The Bengal Story: A Defeat That Refuses to Be Defeat

Mamata Banerjee lost. The numbers are not in dispute. The BJP has become the first right-wing party to be elected in West Bengal since the state's assembly elections began in 1937, ending 15 years of Trinamool rule. Mamata herself lost Bhabanipur to her former protégé Suvendu Adhikari.

But she has not resigned. She is moving the Supreme Court. She has framed the entire process as illegitimate, with the Election Commission cast as the principal villain. Her position: the Special Intensive Revision of the electoral rolls (SIR), the deletions, the irregularities — all of it makes the verdict unsafe. Until the court rules, she stays.

And here we have to be fair to her. The data that has emerged is genuinely uncomfortable.

According to the Election Commission's own figures, the SIR exercise removed approximately 9.1 million voters from West Bengal's rolls between October 2025 and the polls — shrinking the eligible electorate by nearly 12 per cent. Roughly two-thirds were classified as absent or deceased. The status of about 2.7 million names remained pending before tribunals when the election was held. Independent analyses noted that a disproportionate share of the undecided category came from Muslim-majority and Matua-Dalit pockets — precisely the constituencies where the swing decided the election.

(PROBLEM A):
According to the piece on the Bengal election, about how many voters did the SIR exercise remove from West Bengal's rolls?

(ROWS):
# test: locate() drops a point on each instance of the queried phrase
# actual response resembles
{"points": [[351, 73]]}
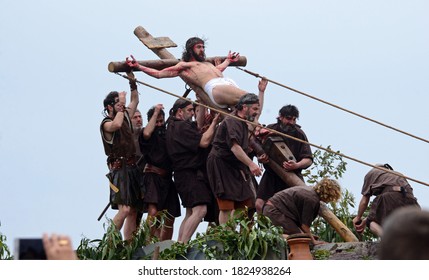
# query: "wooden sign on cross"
{"points": [[158, 46]]}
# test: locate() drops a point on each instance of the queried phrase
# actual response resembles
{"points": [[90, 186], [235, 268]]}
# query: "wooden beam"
{"points": [[121, 66], [148, 41], [162, 53], [291, 179]]}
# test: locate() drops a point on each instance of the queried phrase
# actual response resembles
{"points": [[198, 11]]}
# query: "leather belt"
{"points": [[149, 168]]}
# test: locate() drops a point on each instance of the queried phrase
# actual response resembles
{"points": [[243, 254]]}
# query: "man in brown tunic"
{"points": [[185, 147], [161, 194], [294, 209], [270, 181], [229, 167], [391, 192], [117, 136]]}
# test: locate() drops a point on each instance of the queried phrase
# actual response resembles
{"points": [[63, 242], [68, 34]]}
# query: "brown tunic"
{"points": [[128, 177], [379, 183], [229, 178], [160, 190], [183, 140], [293, 207], [270, 182]]}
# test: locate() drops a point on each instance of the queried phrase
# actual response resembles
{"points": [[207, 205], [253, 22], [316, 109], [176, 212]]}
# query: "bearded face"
{"points": [[198, 52]]}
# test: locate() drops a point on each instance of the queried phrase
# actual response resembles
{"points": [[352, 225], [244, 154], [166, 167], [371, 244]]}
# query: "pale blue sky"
{"points": [[370, 57]]}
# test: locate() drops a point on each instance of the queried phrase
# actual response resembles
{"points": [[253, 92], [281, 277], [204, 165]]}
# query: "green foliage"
{"points": [[240, 238], [321, 254], [4, 249], [112, 246], [325, 164], [329, 164]]}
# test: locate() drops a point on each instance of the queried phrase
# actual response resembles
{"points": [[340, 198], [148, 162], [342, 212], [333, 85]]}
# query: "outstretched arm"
{"points": [[168, 72], [262, 86], [358, 223], [112, 126], [150, 127], [244, 158], [232, 57], [132, 106]]}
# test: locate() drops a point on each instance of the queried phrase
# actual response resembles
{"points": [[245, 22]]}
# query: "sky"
{"points": [[370, 57]]}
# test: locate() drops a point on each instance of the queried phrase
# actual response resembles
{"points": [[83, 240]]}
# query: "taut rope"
{"points": [[333, 105], [272, 130]]}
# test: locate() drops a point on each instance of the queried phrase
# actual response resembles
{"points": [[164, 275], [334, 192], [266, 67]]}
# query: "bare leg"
{"points": [[259, 204], [376, 229], [192, 222], [151, 220], [183, 224], [224, 216], [130, 224], [167, 228], [120, 217]]}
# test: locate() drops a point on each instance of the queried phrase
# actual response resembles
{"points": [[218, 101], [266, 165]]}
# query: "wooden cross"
{"points": [[158, 46]]}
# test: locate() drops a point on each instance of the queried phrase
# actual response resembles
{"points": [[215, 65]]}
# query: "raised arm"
{"points": [[262, 86], [168, 72], [232, 57], [150, 127], [112, 126], [132, 107], [244, 158], [209, 133]]}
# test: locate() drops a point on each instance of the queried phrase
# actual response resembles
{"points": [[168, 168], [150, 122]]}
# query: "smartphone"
{"points": [[29, 249]]}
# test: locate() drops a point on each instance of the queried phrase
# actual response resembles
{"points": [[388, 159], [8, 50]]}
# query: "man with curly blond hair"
{"points": [[294, 209]]}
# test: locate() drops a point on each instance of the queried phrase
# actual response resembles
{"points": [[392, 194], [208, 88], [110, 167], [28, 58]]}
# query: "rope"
{"points": [[333, 105], [274, 131]]}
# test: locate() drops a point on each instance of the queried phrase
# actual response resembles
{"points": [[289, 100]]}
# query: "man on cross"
{"points": [[222, 91]]}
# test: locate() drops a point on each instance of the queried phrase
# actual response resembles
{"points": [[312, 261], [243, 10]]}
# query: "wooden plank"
{"points": [[144, 36], [121, 66]]}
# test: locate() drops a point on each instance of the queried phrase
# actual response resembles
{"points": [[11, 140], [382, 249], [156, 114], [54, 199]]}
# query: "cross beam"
{"points": [[158, 46]]}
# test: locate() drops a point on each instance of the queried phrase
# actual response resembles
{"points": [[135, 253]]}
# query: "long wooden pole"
{"points": [[121, 66], [291, 179]]}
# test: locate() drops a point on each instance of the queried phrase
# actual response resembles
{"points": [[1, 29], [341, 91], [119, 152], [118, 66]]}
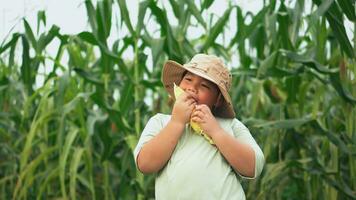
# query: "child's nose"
{"points": [[191, 89]]}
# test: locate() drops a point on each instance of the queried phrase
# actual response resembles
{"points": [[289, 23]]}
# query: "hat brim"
{"points": [[172, 72]]}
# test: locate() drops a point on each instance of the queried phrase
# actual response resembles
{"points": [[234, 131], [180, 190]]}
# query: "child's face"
{"points": [[203, 91]]}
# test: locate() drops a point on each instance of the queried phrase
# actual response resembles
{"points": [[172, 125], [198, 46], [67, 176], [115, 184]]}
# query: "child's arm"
{"points": [[239, 155], [156, 152]]}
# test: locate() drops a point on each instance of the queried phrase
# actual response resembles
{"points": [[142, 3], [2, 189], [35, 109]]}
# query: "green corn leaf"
{"points": [[125, 16], [28, 173], [64, 157], [348, 7], [93, 118], [77, 156], [91, 17], [176, 8], [266, 64], [285, 124], [45, 39], [194, 10], [207, 4], [30, 35], [308, 62], [88, 37], [12, 42], [334, 17], [345, 94], [141, 15], [216, 29], [41, 17], [26, 72]]}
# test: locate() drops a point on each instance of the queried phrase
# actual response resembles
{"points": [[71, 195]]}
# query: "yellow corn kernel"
{"points": [[195, 126]]}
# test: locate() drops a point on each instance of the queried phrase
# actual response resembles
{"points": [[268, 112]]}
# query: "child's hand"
{"points": [[203, 116], [183, 108]]}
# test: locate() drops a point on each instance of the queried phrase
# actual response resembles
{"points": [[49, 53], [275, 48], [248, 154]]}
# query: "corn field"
{"points": [[71, 135]]}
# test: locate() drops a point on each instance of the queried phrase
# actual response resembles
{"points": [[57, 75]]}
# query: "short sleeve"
{"points": [[152, 128], [242, 133]]}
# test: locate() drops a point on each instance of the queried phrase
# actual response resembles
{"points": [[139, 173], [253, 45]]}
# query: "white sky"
{"points": [[70, 15]]}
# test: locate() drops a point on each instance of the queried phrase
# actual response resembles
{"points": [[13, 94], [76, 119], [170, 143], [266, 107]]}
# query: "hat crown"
{"points": [[213, 67]]}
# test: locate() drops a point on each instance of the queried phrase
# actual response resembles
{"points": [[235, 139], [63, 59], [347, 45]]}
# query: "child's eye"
{"points": [[205, 86]]}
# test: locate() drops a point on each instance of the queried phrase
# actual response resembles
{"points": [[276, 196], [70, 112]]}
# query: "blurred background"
{"points": [[80, 79]]}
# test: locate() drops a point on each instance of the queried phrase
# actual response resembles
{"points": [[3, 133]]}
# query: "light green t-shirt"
{"points": [[196, 169]]}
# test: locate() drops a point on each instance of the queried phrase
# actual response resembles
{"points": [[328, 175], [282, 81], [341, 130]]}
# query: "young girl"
{"points": [[187, 165]]}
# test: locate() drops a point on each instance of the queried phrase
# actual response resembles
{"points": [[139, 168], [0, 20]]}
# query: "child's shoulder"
{"points": [[231, 122], [161, 118]]}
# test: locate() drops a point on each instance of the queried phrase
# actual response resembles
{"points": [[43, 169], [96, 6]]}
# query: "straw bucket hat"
{"points": [[209, 67]]}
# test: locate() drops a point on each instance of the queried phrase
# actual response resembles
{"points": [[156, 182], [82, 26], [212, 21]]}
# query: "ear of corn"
{"points": [[195, 126]]}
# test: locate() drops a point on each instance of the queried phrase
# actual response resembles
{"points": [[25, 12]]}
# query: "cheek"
{"points": [[206, 98]]}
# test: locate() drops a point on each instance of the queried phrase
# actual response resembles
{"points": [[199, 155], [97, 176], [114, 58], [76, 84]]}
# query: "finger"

(PROBLEM B):
Which lines in the entries contain the string "green"? Pull out every such line, treating case as significant.

(RESPONSE A):
Approximately 9.1 million voters.

(RESPONSE B):
# query: "green foliage"
# query: "green corn leaf"
# query: "light green t-shirt"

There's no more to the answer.